(Stored data)
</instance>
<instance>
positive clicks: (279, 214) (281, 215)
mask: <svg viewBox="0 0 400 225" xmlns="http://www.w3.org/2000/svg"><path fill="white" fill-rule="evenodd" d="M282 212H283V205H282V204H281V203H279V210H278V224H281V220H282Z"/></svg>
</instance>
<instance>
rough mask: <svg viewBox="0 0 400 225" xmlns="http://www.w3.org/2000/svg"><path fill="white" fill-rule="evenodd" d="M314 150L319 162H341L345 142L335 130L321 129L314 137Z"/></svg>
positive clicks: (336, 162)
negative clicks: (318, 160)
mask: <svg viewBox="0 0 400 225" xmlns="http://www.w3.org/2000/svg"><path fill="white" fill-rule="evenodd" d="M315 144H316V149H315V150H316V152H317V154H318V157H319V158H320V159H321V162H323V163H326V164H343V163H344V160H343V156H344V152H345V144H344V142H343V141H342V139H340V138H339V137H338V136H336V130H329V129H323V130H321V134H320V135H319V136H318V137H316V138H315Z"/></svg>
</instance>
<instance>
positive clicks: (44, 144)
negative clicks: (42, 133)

■ Work item ■
Send back exactly the lines from the line with "negative clicks: (318, 160)" through the end of the records.

■ Exercise answer ■
negative clicks: (318, 160)
mask: <svg viewBox="0 0 400 225" xmlns="http://www.w3.org/2000/svg"><path fill="white" fill-rule="evenodd" d="M315 144H316V149H315V150H316V152H317V154H318V157H319V158H320V159H321V162H323V163H326V164H343V163H344V160H343V156H344V152H345V144H344V142H343V141H342V139H340V138H339V137H338V136H336V130H329V129H323V130H321V134H320V135H319V136H318V137H316V138H315Z"/></svg>
</instance>
<instance>
positive clicks: (44, 144)
negative clicks: (42, 133)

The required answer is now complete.